What is needed
Return the data below, unchanged.

====== Material shown

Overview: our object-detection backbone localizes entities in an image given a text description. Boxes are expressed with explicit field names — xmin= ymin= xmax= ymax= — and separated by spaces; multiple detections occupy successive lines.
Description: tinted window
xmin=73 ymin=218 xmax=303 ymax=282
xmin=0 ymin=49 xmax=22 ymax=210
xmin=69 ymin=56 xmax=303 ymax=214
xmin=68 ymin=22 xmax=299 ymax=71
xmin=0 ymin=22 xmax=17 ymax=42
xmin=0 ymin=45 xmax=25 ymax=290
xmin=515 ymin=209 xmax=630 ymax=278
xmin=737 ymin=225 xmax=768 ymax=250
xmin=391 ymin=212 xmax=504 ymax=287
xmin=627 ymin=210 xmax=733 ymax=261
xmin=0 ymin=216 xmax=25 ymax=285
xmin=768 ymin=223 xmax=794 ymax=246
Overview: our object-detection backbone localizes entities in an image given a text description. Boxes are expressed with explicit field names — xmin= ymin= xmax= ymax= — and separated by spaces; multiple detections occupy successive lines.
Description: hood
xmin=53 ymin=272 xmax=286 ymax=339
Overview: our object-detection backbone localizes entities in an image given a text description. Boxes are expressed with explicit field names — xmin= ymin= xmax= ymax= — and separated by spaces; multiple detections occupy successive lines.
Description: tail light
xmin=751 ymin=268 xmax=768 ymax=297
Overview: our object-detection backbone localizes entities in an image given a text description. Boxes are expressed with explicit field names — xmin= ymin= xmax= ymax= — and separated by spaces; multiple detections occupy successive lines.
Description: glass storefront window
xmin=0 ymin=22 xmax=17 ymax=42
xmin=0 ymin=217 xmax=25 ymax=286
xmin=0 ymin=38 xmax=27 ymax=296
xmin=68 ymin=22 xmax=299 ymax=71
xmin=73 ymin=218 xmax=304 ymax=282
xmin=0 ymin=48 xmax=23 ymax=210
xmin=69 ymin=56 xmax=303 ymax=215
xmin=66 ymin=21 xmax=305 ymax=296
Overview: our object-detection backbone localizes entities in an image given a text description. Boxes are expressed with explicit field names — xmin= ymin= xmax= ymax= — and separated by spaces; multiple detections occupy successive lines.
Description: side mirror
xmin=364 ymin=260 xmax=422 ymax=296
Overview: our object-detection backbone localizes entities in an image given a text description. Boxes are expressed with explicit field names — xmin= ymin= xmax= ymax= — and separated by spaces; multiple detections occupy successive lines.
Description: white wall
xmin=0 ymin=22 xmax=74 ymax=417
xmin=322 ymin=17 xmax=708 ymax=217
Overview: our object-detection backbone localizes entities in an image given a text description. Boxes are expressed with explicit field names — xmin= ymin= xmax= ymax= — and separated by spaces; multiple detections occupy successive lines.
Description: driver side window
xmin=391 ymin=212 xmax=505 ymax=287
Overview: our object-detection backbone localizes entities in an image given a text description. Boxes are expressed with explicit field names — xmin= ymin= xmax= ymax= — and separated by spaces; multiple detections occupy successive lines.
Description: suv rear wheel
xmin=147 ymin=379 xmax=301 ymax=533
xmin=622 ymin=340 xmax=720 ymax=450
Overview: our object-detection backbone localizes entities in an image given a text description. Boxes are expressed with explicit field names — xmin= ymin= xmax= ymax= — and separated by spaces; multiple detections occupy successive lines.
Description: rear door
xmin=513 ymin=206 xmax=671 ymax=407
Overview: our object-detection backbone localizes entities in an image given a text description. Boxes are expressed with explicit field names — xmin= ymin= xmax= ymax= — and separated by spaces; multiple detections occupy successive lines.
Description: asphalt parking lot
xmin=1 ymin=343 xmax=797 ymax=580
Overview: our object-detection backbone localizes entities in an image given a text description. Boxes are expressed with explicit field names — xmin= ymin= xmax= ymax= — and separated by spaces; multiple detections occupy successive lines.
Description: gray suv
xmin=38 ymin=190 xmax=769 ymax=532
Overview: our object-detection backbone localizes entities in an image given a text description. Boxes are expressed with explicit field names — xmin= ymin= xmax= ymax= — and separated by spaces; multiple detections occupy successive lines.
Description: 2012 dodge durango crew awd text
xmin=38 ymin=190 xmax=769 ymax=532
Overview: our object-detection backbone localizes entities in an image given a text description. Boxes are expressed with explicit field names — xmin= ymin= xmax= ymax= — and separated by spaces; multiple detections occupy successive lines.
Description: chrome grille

============

Response
Overview: our object-detection backbone localizes entities in an image given a text description. Boxes are expressed with explicit field names — xmin= ymin= xmax= ymax= — and separated by spaces; multiple detections occupy successive lines.
Description: tinted window
xmin=73 ymin=218 xmax=303 ymax=282
xmin=0 ymin=49 xmax=22 ymax=210
xmin=69 ymin=56 xmax=303 ymax=214
xmin=68 ymin=22 xmax=299 ymax=71
xmin=0 ymin=22 xmax=17 ymax=42
xmin=0 ymin=45 xmax=25 ymax=290
xmin=515 ymin=209 xmax=630 ymax=278
xmin=737 ymin=225 xmax=768 ymax=250
xmin=391 ymin=212 xmax=504 ymax=287
xmin=627 ymin=210 xmax=733 ymax=261
xmin=0 ymin=216 xmax=25 ymax=285
xmin=768 ymin=223 xmax=794 ymax=246
Overview: our object-detection backbone localizes entities in an image given a text description. Boxes are expressed with explicit field names — xmin= ymin= xmax= ymax= — and separated by spaces; multiple detections occupy successive lines.
Description: hood
xmin=53 ymin=272 xmax=286 ymax=339
Overview: our object-detection backbone localizes entities in an image given a text description. Boxes are expressed with explicit field names — xmin= ymin= xmax= ymax= — and separated by spaces; multiple detections occupy successive lines.
Description: tail light
xmin=751 ymin=268 xmax=768 ymax=297
Overview: our object-detection backbone localizes entities in an image given a text description. Boxes are expressed with explicit field names — xmin= ymin= xmax= ymax= — and separated by spaces; multiple detections occupy successive lines.
Description: glass storefront window
xmin=0 ymin=22 xmax=17 ymax=42
xmin=0 ymin=217 xmax=25 ymax=286
xmin=0 ymin=38 xmax=27 ymax=296
xmin=68 ymin=22 xmax=299 ymax=71
xmin=73 ymin=218 xmax=304 ymax=282
xmin=0 ymin=48 xmax=23 ymax=210
xmin=69 ymin=56 xmax=303 ymax=215
xmin=66 ymin=21 xmax=305 ymax=296
Overview: our object-detection backbone localizes entities in an image given a text description. Boxes are expressed with explicit field names — xmin= ymin= xmax= ymax= — and separated by spaces; multiple detections occupy successive lines.
Description: side mirror
xmin=364 ymin=260 xmax=422 ymax=296
Overview: our object-detection backbone localizes entities in an image given a text description. Boxes are expressed with explicit field names — xmin= ymin= xmax= ymax= — and separated by spaces; multiple detections occupy successive lines.
Description: white wall
xmin=0 ymin=22 xmax=74 ymax=417
xmin=322 ymin=17 xmax=708 ymax=217
Overview: our object-detection backbone localizes entities in an image given a text description. Boxes are expressed with explicit field names — xmin= ymin= xmax= ymax= — and separated by spaces; multiple detections occupy successive lines.
Description: driver side window
xmin=391 ymin=212 xmax=505 ymax=287
Overview: our object-detection backbone localizes entities in an image given a text description. Boxes are expressed with explicit field names — xmin= ymin= xmax= ymax= — and separated by spaces; multiple detections occupy successive lines.
Description: suv rear wheel
xmin=147 ymin=379 xmax=301 ymax=533
xmin=622 ymin=340 xmax=720 ymax=450
Overview: our object-detection backbone localizes entities in an image given a text description. Boxes are expressed with explicit field names — xmin= ymin= xmax= ymax= — and separated by spaces; multiple detections occupy successive lines.
Description: rear door
xmin=513 ymin=206 xmax=671 ymax=407
Overview: our object-detection backbone localizes entities in an image given a text description. Boxes are expressed with explicit field names — xmin= ymin= xmax= ymax= — and separated by spaces; multiple detections occupy successive lines.
Description: asphalt parking lot
xmin=1 ymin=343 xmax=797 ymax=580
Overview: our object-detection backbone localizes entities in an image given a text description. Boxes are expressed with explicit field names — xmin= ymin= xmax= ymax= — and separated by spaces; multiple detections occupy successive lines.
Description: gray suv
xmin=38 ymin=190 xmax=769 ymax=532
Overview: our object-detection backbone localizes entities in an image given a text description. Boxes are expressed with explicit field names — xmin= ymin= xmax= ymax= — and separated by spaces; multiple detections occupy successive lines.
Description: 2012 dodge durango crew awd text
xmin=38 ymin=190 xmax=769 ymax=532
Overview: our object-detection backbone localizes entities in an image given a text description. Boxes are expressed with explicit field names — xmin= ymin= xmax= ymax= — and separated by spaces; multiple detections occupy successive lines.
Description: chrome grille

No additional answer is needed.